■ ТРЕБОВАНИЕ
На какую улицу Мария Васильевна пошла вместе с Игорем, судя по выбранному отрывку?

Шрифт:
Интервал:
Закладка:
И все-таки не одно мясо спасло меня. Если бы я поддалась утренней слабости, когда стоило громадных усилий встать с постели, если бы я позволила себе остаться дома, лежать и не идти в школу, я бы просто не дожила до этого сказочного ужина. Моя тяга к знаниям, моя любовь к учебе вытягивали меня из объятий постели и гнали на уроки. Наверное, это можно назвать активной жизненной позицией, и такая позиция продлевала жизнь».
Женский голос, словно не верящий сам себе: «У этой сотрудницы был мальчик — Игорь, она со страшной любовью его опекала. Очаровательный мальчик, красавец! А потом этот Игорь потерял карточки. И вот уже в апреле месяце я иду как-то мимо Елисеевского магазина (тут уже стали на солнышко выползать дистрофики) и вижу — сидит мальчик, страшный, отечный скелетик. „Игорь? Что с тобой?“ — говорю. „Мария Васильевна, мама меня выгнала. Мама мне сказала, что она мне больше ни куска хлеба не даст“. — „Как же так? Не может этого быть!“ Он был в тяжелом состоянии. Мы еле взобрались с ним на мой пятый этаж, я его еле втащила. Мои дети к этому времени уже ходили в детский сад и еще держались. Он был так страшен, так жалок! И все время говорил: „Я маму не осуждаю. Она поступает правильно — это я виноват, это я потерял свою карточку“. — „Я тебя, — говорю, — устрою в школу“ (которая должна была открыться). А мой сын шепчет: „Мама, дай ему то, что я принес из детского сада“. Я накормила его и пошла с ним на улицу Чехова. Входим. В комнате страшная грязь. Лежит эта дистрофировавшаяся, всклокоченная женщина. Увидев сына, она сразу закричала: „Игорь, я тебе не дам ни куска хлеба. Уходи вон!“ В комнате смрад, грязь, темнота. Я говорю: „Что вы делаете?! Ведь осталось всего каких-нибудь три-четыре дня — он пойдет в школу, поправится“. — „Ничего! Вот вы стоите на ногах, а я не стою. Ничего ему не дам! Я лежу, я голодная…“ Вот такое превращение из нежной матери в такого зверя! Но Игорь не ушел. Он остался у нее, а потом я узнала, что он умер.

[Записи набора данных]
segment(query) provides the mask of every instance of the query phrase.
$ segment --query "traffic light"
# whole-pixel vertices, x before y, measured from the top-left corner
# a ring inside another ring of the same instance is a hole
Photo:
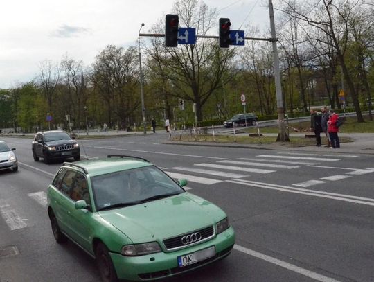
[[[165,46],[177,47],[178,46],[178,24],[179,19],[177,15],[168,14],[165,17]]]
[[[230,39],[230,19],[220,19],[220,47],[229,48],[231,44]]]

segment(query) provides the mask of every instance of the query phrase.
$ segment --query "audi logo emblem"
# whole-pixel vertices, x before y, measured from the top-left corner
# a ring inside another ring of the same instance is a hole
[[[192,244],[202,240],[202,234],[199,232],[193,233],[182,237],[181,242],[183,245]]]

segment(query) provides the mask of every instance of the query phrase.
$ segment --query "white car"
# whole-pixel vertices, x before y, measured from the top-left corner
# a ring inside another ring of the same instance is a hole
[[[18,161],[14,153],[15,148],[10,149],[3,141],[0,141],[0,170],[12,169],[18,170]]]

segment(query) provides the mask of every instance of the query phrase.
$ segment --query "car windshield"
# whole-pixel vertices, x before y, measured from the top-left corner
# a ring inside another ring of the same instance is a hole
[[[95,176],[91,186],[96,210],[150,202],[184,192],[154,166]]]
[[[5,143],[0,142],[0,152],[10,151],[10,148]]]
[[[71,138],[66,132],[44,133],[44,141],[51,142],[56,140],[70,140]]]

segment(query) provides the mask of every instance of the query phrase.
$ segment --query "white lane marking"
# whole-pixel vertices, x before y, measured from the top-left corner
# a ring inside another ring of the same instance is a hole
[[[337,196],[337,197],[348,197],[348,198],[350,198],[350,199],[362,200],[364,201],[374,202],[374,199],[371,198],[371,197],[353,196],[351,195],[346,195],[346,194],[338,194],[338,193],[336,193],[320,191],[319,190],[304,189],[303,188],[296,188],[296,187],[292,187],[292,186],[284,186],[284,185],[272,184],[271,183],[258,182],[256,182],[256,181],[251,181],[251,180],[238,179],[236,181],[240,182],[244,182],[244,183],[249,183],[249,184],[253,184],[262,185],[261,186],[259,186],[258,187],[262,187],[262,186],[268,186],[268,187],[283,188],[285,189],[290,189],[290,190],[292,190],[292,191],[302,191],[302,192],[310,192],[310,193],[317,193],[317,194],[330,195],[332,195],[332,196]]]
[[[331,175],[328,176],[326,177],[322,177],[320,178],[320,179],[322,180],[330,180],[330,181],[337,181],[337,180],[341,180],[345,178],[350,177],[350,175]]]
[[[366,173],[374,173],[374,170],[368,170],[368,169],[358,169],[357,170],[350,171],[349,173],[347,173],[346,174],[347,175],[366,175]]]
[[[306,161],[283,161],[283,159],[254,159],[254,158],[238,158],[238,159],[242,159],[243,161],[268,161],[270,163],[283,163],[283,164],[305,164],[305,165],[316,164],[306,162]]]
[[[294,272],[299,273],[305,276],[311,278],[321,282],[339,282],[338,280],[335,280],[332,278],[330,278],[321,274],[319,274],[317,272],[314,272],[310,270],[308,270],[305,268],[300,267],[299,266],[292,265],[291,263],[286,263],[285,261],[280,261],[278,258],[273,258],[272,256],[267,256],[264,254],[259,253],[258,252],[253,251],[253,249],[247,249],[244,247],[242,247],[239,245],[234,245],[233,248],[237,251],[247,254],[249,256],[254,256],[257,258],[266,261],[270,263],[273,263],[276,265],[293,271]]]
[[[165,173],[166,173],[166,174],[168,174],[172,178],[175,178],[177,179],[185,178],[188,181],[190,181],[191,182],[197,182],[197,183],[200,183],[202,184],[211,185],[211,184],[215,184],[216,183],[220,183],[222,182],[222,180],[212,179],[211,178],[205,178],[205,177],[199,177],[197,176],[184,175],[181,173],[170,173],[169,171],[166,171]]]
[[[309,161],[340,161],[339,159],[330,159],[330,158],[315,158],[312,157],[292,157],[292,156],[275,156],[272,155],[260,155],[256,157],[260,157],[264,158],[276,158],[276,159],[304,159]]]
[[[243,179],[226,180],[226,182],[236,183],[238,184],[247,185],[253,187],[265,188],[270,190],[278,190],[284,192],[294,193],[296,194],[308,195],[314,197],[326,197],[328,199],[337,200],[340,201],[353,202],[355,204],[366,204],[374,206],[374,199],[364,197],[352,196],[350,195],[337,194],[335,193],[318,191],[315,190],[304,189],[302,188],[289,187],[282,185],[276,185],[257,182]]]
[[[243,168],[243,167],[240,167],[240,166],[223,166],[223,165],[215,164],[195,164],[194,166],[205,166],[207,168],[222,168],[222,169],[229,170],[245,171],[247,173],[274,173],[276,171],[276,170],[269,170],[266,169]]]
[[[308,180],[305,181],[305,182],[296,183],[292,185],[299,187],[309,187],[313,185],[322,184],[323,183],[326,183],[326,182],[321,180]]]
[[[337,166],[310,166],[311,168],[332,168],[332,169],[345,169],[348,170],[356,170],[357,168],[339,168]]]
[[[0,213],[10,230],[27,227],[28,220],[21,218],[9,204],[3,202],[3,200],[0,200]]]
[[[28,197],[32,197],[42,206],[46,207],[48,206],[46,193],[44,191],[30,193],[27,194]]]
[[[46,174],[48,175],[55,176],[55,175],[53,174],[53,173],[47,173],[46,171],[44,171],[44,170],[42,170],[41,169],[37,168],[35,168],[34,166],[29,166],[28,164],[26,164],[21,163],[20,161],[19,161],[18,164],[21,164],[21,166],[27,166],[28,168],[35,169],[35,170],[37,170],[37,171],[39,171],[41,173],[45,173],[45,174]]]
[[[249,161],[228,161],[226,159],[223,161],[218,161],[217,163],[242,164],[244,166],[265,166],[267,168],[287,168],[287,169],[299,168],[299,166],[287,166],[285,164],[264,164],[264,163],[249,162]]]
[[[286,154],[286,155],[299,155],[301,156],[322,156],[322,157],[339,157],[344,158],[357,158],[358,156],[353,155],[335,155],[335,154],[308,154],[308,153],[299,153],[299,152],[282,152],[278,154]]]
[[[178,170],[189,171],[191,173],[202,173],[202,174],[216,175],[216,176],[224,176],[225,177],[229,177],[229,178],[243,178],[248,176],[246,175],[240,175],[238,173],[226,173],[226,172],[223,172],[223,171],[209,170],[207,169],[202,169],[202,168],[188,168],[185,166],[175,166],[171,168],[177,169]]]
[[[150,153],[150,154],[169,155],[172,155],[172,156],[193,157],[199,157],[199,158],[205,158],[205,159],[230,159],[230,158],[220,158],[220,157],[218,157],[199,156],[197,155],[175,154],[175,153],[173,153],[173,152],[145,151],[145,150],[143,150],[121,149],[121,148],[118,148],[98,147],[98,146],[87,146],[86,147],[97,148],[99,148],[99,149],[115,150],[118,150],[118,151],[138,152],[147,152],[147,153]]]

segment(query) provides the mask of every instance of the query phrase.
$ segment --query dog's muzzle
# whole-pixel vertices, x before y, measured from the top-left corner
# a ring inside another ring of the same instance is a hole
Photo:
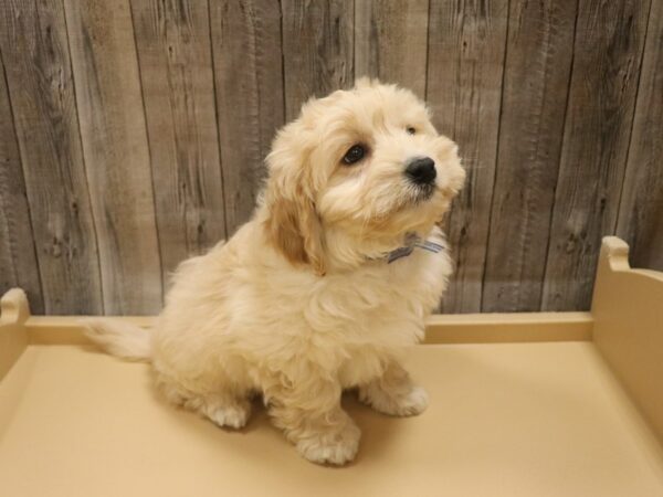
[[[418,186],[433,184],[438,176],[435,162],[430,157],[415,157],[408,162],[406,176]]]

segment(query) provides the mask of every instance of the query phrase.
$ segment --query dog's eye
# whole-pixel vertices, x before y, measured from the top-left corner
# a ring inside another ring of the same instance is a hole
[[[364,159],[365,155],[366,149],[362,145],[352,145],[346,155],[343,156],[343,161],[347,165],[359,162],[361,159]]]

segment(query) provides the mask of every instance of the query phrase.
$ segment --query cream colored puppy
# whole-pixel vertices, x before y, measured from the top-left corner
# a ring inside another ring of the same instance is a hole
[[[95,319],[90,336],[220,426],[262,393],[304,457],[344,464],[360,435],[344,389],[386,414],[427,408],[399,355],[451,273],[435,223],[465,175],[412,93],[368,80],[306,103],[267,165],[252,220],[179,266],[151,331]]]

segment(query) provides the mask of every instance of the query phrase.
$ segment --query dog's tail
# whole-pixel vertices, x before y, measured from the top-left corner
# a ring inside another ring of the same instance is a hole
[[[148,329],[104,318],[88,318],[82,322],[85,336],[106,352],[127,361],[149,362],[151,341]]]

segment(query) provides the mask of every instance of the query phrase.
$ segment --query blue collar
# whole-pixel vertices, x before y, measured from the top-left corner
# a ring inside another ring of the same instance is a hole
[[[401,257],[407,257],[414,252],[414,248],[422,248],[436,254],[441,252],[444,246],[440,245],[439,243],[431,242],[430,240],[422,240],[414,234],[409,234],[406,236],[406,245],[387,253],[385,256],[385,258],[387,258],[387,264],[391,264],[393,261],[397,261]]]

■ ПОЛНЫЙ ОТВЕТ
На улицу Чехова.